Start of EXTRACTED MATERIAL
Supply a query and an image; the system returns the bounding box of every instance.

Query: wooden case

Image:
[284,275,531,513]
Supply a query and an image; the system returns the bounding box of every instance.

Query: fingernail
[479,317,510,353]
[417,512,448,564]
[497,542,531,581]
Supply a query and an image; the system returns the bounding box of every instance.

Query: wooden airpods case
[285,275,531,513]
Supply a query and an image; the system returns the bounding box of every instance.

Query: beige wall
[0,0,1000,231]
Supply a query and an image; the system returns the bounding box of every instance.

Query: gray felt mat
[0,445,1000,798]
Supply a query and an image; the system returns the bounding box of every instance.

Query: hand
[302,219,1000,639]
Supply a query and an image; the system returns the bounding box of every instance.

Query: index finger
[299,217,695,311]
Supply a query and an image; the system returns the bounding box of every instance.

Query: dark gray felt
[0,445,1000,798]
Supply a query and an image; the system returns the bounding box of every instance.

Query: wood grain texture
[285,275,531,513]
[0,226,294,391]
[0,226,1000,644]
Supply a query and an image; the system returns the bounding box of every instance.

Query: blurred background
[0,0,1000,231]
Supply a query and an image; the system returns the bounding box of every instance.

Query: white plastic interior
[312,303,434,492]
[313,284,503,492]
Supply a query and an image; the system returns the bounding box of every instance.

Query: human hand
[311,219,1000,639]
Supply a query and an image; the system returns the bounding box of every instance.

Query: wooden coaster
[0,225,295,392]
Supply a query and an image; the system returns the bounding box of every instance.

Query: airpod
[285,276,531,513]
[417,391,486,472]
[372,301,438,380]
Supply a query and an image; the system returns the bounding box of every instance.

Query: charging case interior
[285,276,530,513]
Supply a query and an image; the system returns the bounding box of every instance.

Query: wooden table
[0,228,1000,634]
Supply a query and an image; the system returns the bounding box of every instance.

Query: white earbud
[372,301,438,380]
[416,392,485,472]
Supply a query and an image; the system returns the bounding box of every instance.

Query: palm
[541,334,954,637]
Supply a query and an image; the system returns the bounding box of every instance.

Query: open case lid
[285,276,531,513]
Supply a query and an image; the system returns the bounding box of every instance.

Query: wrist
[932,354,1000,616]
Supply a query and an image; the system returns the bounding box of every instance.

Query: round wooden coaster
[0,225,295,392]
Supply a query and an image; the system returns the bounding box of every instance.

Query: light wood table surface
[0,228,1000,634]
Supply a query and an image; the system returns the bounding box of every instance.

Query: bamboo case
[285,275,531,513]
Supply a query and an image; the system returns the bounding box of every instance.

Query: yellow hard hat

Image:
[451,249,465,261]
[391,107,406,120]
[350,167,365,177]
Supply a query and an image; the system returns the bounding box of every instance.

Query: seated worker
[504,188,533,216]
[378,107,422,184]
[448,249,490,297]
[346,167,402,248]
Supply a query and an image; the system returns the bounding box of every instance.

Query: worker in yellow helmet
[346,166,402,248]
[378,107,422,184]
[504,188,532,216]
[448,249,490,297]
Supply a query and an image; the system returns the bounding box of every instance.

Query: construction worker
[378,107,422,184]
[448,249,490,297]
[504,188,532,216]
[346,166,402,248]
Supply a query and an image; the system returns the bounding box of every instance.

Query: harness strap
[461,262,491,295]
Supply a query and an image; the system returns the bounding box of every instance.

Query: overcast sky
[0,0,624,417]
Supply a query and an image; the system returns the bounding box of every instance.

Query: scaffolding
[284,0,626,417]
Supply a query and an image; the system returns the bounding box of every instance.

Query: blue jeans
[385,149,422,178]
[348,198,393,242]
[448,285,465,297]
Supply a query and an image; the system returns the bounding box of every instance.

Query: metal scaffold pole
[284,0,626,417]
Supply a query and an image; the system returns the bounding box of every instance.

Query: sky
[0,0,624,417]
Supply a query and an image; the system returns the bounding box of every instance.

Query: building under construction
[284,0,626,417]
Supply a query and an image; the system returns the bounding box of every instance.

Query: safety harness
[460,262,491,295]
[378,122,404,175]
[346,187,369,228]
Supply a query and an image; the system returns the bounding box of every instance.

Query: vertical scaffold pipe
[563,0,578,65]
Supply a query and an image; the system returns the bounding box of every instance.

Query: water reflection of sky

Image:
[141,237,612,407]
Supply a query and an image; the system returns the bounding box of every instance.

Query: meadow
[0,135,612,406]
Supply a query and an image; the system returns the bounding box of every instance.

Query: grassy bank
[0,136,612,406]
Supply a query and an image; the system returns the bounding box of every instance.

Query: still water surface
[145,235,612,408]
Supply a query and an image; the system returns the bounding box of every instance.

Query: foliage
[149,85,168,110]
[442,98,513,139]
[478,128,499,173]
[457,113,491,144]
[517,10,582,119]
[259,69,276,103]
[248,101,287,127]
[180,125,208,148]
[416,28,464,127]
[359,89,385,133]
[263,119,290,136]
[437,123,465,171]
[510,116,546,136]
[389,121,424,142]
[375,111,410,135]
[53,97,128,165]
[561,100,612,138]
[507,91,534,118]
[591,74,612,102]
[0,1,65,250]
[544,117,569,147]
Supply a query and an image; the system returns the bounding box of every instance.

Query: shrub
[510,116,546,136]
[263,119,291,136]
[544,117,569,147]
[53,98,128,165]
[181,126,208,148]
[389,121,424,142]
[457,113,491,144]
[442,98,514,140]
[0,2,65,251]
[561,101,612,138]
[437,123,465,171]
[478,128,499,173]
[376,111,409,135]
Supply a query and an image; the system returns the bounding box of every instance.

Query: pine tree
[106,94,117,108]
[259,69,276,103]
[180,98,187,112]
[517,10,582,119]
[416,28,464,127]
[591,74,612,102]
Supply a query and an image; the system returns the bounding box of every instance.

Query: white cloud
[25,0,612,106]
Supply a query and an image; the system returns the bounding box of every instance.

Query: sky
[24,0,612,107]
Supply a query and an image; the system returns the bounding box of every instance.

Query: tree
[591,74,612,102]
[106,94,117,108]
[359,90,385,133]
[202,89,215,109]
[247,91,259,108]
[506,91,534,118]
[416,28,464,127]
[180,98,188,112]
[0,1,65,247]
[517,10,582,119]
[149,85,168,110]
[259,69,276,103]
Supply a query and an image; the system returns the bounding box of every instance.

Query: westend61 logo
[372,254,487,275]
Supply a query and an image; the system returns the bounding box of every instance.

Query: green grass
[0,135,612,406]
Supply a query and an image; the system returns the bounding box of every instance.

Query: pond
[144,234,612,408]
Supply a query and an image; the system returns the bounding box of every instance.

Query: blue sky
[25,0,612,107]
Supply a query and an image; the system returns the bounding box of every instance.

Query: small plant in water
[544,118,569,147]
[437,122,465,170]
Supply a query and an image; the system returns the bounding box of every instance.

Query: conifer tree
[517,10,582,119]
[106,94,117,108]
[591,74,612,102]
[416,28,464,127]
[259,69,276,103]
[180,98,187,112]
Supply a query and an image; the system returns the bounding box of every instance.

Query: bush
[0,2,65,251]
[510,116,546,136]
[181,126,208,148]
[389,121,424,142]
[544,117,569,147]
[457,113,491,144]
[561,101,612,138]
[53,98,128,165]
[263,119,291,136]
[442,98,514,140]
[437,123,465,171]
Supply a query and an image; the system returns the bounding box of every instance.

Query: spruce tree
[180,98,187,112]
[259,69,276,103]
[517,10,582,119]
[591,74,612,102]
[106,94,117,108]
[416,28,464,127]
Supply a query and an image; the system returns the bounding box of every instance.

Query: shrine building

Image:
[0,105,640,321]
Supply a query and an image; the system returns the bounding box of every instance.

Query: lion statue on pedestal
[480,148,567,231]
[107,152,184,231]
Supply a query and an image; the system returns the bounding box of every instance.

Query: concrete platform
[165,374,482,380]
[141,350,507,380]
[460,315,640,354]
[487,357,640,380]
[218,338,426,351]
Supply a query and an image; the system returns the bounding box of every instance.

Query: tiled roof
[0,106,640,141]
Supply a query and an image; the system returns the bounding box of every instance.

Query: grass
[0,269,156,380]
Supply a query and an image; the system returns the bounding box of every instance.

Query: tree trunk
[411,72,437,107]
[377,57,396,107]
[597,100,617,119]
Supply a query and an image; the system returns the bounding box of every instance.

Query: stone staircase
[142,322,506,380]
End of EXTRACTED MATERIAL
* EXERCISE TASK: Rewrite the listing from its first line through the line holding "[0,226,1000,644]", inclusive, with the requests left as they are. Adjust every bounding-box coordinate in the answers by adding -140.

* RESULT OF THE EXERCISE:
Supply a query and an image; the system returns the bounding box of every instance.

Query: wooden case

Image:
[144,135,391,373]
Supply a query and an image; the system returns the bounding box of every instance.

Query: fingernail
[339,177,370,213]
[277,372,308,424]
[357,402,391,441]
Supply a query and an image; the system returns the bounding box of every instance.

Query: wooden airpods case
[145,135,391,373]
Supply a query and an image; the system returns the bounding box of every instance.

Query: beige wall
[-140,-140,860,91]
Supply a query and an image; the system returns the bounding box of every instance.

Query: gray felt mat
[-140,305,860,658]
Supply a query and an image; the system returns the bounding box of every instance.

Query: hand
[162,79,860,499]
Supply a query and an image; the system returns the bounding box of every instance.

Query: index finger
[159,77,555,171]
Supply a query and an image; the system returns the bounding box of every instance.

Query: dark gray felt
[-140,305,860,658]
Supply a query and an image; the system returns the bounding box of every instance.

Query: wood grain texture
[145,135,391,373]
[-140,86,154,251]
[-140,86,860,504]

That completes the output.